Do this: Filter the records below down to the lines that contain the word "blue", copying each such line in full. Case counts.

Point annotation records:
===

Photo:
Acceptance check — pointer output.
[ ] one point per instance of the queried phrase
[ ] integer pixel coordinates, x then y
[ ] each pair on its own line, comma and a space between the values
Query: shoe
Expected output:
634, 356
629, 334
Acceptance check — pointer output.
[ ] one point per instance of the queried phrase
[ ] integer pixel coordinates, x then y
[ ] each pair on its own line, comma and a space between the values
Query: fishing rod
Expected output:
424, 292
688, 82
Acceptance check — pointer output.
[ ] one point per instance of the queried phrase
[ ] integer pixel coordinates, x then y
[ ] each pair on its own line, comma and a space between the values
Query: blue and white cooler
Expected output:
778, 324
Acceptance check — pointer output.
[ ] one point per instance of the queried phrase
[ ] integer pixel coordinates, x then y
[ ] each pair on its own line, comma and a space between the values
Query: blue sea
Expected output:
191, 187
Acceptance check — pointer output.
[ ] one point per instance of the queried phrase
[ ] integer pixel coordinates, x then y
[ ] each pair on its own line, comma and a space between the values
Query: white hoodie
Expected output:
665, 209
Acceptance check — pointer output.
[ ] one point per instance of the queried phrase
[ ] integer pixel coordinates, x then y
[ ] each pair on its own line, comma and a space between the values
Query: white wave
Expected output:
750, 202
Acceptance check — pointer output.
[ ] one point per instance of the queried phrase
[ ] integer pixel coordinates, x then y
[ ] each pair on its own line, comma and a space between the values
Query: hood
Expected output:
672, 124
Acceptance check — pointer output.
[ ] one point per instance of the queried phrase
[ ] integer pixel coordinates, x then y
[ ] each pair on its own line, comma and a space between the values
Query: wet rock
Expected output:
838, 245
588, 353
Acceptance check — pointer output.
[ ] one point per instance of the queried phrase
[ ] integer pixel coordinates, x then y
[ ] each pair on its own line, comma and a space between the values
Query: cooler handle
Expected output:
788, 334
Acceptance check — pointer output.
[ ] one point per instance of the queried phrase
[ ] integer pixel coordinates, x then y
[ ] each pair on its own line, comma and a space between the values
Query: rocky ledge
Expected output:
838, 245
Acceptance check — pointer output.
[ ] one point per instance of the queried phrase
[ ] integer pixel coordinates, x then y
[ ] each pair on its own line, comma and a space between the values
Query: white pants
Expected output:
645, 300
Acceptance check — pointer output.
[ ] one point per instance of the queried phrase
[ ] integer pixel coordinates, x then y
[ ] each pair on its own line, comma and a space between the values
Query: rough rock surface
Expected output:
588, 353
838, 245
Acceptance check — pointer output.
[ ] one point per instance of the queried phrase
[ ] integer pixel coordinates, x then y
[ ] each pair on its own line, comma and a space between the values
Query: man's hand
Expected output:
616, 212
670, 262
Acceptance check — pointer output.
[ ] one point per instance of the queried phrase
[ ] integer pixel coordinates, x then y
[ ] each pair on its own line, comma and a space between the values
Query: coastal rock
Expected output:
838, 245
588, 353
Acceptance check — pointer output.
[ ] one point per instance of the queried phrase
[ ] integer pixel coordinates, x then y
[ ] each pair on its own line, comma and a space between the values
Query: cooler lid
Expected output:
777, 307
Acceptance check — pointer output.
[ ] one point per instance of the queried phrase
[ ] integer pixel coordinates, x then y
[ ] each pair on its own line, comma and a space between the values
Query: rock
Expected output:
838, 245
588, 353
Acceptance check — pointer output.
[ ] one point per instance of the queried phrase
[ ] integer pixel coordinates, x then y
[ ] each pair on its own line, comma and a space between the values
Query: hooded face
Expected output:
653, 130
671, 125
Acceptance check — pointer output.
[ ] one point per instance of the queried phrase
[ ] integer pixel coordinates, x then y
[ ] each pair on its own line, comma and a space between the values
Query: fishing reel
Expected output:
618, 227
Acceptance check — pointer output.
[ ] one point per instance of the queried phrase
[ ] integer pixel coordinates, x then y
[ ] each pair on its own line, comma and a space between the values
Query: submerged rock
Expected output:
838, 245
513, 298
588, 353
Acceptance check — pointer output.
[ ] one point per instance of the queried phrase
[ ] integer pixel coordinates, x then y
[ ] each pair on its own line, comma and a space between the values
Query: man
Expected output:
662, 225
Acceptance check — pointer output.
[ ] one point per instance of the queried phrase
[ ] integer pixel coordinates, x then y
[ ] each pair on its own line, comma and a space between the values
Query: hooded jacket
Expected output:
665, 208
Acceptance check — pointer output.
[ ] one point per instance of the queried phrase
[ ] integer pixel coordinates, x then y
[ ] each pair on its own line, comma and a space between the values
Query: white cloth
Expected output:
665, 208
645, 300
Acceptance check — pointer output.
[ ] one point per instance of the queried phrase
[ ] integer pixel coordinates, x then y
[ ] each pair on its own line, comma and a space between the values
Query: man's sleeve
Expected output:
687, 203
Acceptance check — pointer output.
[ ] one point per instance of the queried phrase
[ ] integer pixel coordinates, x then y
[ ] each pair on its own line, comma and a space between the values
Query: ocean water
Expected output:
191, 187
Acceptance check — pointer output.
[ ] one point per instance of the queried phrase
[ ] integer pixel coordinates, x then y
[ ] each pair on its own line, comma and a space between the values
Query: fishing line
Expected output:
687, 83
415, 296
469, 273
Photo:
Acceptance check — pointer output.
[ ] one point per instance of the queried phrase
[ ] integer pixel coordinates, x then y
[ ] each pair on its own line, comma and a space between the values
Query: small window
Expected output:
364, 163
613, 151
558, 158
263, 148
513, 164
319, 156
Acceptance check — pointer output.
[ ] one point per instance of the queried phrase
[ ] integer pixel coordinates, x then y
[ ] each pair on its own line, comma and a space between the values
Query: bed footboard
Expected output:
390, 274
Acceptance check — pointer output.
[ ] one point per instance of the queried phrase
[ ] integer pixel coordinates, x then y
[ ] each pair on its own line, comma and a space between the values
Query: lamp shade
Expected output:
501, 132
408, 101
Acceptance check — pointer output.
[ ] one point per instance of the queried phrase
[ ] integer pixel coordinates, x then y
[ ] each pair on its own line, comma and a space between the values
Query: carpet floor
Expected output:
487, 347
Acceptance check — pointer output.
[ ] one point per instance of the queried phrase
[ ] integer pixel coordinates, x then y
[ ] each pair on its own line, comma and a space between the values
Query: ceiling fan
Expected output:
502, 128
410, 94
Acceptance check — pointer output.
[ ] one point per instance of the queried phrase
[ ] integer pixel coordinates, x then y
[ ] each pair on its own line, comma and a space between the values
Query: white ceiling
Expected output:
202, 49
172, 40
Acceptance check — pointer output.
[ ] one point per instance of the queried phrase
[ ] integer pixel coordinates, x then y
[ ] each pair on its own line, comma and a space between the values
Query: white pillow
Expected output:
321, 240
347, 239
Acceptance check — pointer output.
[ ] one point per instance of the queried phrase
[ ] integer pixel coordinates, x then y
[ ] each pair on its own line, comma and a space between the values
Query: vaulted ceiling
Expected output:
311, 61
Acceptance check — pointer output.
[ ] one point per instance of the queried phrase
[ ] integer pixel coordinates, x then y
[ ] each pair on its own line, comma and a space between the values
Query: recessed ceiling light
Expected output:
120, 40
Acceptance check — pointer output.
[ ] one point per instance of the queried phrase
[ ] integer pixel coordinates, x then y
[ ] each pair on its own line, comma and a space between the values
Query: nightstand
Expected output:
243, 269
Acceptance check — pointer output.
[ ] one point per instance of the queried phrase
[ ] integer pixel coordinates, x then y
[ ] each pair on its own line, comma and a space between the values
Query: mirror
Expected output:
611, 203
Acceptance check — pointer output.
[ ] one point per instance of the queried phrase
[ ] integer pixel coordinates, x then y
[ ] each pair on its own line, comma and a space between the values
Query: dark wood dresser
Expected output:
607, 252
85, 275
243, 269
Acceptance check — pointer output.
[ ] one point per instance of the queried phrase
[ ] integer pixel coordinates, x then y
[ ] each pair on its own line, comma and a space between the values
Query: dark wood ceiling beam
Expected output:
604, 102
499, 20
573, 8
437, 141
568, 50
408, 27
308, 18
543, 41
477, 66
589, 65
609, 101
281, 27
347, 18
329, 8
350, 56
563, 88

===

Response to this exercise:
Query: blue and white cooler
Query: blue sea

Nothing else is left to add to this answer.